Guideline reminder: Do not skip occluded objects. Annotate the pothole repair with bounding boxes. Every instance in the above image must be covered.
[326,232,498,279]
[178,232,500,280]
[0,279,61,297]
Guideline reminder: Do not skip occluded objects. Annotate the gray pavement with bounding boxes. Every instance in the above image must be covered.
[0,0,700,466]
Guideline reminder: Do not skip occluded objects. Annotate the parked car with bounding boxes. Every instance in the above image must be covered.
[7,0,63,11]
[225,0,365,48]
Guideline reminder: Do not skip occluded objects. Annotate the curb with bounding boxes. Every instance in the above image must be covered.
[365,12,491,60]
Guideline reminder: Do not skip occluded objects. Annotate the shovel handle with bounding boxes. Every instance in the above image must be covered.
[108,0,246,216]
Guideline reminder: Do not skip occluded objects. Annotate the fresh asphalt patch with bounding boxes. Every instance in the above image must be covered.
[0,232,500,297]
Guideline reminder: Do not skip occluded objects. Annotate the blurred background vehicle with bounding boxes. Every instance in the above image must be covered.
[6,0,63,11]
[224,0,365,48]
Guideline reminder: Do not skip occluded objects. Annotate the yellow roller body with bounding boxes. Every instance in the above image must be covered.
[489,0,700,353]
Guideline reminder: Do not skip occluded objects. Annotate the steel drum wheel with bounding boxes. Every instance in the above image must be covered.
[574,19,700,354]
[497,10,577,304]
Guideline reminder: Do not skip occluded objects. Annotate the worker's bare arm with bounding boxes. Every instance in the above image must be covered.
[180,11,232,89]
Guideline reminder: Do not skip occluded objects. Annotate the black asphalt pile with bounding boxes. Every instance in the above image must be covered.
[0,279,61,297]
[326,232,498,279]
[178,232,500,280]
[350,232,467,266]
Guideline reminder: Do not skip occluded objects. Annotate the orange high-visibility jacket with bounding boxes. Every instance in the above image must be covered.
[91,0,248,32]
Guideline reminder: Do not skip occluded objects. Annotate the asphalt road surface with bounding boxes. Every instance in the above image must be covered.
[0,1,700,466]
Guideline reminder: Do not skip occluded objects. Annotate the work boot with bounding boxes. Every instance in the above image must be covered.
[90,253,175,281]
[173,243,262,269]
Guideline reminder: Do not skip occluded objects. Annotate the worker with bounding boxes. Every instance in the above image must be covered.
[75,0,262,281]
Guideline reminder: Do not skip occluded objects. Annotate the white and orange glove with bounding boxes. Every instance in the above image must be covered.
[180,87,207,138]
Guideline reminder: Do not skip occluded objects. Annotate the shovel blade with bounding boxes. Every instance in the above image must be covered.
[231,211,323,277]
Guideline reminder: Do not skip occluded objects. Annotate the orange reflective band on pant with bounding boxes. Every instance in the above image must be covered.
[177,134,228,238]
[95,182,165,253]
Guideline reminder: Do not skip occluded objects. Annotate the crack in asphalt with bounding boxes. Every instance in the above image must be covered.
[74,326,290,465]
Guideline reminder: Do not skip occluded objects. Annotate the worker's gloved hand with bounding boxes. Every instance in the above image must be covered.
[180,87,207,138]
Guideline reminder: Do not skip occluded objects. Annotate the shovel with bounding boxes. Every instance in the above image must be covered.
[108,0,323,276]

* [Problem to work on] Write every item above as a two-column CSV with the header row instruction,boxes and one row per item. Put its text in one quoted field and its answer in the other, with line breaks replaced by spaces.

* [Expected answer]
instruction,boxes
"Guideline reminder: Do not skip occluded objects. Annotate the pothole repair with bounding boxes. Every instance in the above image must be covered.","[326,232,498,279] [178,232,500,280] [0,279,61,297]"
"Guideline reminder: Do not skip occluded objects. Annotate the gray pavement with bounding boxes. Every instance in the above image must be covered.","[0,0,700,466]"
"Guideline reminder: Do not skip occluded objects. Annotate the parked car with bounding boxes. Every instance in the above image must be covered.","[7,0,63,11] [225,0,365,48]"
"Guideline reminder: Do not skip occluded objects. Annotate the curb with bounding boxes. Every instance in the above image must be covered.","[365,12,491,60]"
"Guideline reminder: Do not skip occluded objects. Annotate the shovel handle with bounding boxes. Every instance in the above image must be covered.","[108,0,246,216]"
"Guideline reminder: Do not skip occluded objects. Annotate the fresh asphalt patch with bounding boxes. Every instance in the above image must be covered.","[0,232,500,297]"
"Guideline reminder: Do not skip occluded objects. Annotate the blurred background vehicle with bounding boxes. Every instance in the above image must be covered.","[6,0,63,11] [224,0,365,48]"
"Guideline reminder: Do not skip occluded objects. Annotate the yellow roller body with bounding boxes. Every instance in the above image must be covered.","[489,0,700,353]"
"Guideline reminder: Do not skip occluded objects. Annotate the steel drum wheel with bounding boxes. Every instance in the above image must be covered.","[574,19,700,354] [497,10,577,304]"
"Guideline reminder: Do not skip occluded objects. Annotate the worker's bare arm with bounding boxes. Every instance in the above image must be covered.","[180,11,232,89]"
"Guideline reminder: Do not skip occluded objects. Annotate the black asphalt pile with bounding boxes. Every instance in the above image must be covered.","[0,279,61,297] [326,232,498,279] [178,232,500,280] [350,232,467,266]"
"Guideline reminder: Do not skip occluded objects. Annotate the orange high-visibility jacket with bounding boxes. Every instance in the above image must be covered.","[91,0,248,32]"
"Guideline reminder: Do not skip occluded objects. Annotate the asphalt road surface with bounding boxes. Every instance in the above image must be covered.","[0,1,700,466]"
"Guideline reminder: Do not skip occluded objects. Annotate the work boot with bounding boxes. Every instance in the above image must be covered.","[90,253,175,281] [173,243,262,269]"
"Guideline reminder: Do not skip occluded objects. Annotate the worker with bounding boxes. Every instance in the above image must be covered.","[75,0,262,281]"
"Guideline reminder: Do not skip occluded objects. Annotate the white and orange glove with bounding boxes. Every instance in the above image must be covered.","[180,87,207,138]"
"Guideline reminder: Do not skip occluded objects. Annotate the shovel blade with bounding boxes. Every instance in the above image must be covered.","[231,211,323,277]"
"Guideline reminder: Do not skip occluded objects. Annotate the orange reflective band on pant with bounding boxes. Every instance in the above image must be covered.","[177,134,228,238] [95,182,165,253]"
"Guideline reminder: Do not skip occluded objects. Annotate the crack in asphalt with bounding boxes. Every instance in the above image must be covered.","[74,326,290,465]"
"Guideline reminder: Do not skip occluded objects. Annotate the worker's gloved hand with bounding boxes. Every instance in the above image must be covered.","[180,87,207,138]"
"Guideline reminder: Do not skip occluded objects. Annotate the shovel with bounding boxes. Every instance in the above image must be covered.","[108,0,323,276]"